When the line containing "Each instance receives exactly one keypoint. Mark the sandy" is reached, copy it and each subsequent line of the material below exactly, through the last line.

%%

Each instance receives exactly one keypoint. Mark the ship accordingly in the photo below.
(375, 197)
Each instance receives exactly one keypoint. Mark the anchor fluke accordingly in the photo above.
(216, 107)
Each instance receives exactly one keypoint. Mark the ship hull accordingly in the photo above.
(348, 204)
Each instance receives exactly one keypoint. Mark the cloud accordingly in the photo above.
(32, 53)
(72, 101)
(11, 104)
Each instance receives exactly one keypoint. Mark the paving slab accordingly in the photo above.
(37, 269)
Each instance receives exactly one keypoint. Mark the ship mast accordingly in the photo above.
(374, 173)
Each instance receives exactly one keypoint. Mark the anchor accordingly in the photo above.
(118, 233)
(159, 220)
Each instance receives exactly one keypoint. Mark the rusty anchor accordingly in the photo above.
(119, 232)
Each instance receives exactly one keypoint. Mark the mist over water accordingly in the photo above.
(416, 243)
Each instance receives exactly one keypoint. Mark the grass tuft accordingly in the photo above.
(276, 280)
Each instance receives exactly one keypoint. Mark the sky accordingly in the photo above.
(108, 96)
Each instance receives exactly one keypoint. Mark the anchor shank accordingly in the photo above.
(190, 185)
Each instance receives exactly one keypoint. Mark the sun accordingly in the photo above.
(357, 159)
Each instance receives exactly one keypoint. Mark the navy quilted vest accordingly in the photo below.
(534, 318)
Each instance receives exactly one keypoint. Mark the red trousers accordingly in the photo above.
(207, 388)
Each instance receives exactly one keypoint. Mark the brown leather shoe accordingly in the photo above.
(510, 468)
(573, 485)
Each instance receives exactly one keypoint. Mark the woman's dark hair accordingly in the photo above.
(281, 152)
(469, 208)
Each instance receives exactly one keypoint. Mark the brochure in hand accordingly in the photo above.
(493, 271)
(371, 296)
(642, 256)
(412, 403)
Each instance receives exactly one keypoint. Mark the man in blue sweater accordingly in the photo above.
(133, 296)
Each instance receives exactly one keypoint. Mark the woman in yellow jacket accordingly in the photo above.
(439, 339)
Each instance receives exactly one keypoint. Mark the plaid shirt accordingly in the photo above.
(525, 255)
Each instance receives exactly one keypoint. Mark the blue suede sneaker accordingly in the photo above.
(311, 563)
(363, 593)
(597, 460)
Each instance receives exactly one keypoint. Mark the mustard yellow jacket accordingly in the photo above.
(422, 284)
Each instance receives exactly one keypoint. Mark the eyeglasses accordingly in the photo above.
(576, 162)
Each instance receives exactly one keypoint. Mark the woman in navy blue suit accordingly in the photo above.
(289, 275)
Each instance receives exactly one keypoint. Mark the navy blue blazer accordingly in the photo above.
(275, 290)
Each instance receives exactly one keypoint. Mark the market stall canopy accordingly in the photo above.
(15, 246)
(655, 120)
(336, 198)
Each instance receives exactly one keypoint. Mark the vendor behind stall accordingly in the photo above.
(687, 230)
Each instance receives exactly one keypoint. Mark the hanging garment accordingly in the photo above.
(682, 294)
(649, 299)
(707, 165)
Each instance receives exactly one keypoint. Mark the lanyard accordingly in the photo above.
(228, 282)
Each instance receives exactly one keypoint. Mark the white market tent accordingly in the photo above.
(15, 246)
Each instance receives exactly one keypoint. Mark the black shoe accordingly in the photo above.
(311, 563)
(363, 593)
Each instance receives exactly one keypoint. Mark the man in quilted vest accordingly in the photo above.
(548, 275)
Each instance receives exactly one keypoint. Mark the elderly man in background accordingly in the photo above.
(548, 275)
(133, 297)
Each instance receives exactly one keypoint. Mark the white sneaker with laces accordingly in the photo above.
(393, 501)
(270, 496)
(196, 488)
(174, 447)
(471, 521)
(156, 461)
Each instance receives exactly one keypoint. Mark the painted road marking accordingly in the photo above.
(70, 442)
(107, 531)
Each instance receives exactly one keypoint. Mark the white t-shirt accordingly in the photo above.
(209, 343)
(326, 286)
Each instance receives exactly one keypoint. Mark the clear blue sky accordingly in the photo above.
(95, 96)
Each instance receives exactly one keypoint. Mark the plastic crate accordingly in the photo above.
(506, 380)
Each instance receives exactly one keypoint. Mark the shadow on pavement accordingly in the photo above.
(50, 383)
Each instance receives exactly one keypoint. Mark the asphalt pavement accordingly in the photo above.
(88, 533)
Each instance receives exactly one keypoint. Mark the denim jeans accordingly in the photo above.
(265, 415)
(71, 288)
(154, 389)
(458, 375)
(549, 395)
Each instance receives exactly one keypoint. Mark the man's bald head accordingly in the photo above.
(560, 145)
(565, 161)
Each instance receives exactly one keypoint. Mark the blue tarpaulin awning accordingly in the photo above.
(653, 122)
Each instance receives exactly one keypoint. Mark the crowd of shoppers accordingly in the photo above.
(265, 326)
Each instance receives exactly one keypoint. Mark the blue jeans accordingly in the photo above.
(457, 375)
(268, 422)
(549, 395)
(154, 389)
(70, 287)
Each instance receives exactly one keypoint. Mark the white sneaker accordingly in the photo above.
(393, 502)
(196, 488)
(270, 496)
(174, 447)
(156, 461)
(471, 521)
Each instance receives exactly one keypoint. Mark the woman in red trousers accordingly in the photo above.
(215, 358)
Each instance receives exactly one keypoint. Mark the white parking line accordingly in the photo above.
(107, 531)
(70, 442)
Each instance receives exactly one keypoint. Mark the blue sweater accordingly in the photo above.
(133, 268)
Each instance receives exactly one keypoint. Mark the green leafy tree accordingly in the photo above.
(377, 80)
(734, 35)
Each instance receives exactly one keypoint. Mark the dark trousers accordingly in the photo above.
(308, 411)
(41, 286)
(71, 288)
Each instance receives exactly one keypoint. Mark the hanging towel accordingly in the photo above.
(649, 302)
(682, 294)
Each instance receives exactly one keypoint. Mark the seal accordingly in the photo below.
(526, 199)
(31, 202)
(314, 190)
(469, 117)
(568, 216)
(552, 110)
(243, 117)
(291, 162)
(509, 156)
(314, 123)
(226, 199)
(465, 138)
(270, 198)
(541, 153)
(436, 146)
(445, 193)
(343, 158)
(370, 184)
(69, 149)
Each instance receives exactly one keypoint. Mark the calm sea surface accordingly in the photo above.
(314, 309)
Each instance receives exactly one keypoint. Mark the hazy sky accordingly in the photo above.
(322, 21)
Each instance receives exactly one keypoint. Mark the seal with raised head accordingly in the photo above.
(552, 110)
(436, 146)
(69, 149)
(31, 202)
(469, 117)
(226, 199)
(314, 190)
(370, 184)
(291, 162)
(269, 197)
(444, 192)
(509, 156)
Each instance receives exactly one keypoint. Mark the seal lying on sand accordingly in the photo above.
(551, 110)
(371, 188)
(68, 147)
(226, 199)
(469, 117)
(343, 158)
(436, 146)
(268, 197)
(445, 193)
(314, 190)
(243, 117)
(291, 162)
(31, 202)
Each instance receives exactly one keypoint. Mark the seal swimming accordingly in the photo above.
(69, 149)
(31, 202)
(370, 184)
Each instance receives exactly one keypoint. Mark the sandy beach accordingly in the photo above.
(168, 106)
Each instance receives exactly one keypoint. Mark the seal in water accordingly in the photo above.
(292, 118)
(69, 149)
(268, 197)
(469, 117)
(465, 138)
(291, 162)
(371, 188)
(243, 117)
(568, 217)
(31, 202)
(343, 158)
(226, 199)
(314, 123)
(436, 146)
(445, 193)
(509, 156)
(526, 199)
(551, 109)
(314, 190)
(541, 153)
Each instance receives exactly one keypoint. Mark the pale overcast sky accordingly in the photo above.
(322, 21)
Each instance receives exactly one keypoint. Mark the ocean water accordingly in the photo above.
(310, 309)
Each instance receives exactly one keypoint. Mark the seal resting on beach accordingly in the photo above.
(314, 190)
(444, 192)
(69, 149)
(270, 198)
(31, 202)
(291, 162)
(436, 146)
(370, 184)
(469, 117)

%%

EXERCISE RESPONSE
Each instance receives exactly one keypoint. Mark the sandy beach accordingly in the photo above.
(168, 106)
Each instance receives exactly one keypoint. Mark the seal in water accordingly in the photo above.
(292, 118)
(69, 149)
(268, 197)
(469, 117)
(465, 138)
(291, 162)
(371, 188)
(243, 117)
(568, 217)
(31, 202)
(343, 158)
(226, 199)
(314, 123)
(436, 146)
(445, 193)
(509, 156)
(526, 199)
(551, 109)
(314, 190)
(541, 153)
Each instance receives exactly one keypoint. Mark the pale overcast sky accordingly in the photo above.
(322, 21)
Each instance receives exactly one keypoint. Mark the ocean water accordingly in the photo above.
(310, 309)
Each instance receives exactly one keypoint. Mark the seal resting on beach accordingly in the photo above.
(314, 190)
(444, 192)
(69, 149)
(270, 198)
(31, 202)
(291, 162)
(436, 146)
(370, 184)
(469, 117)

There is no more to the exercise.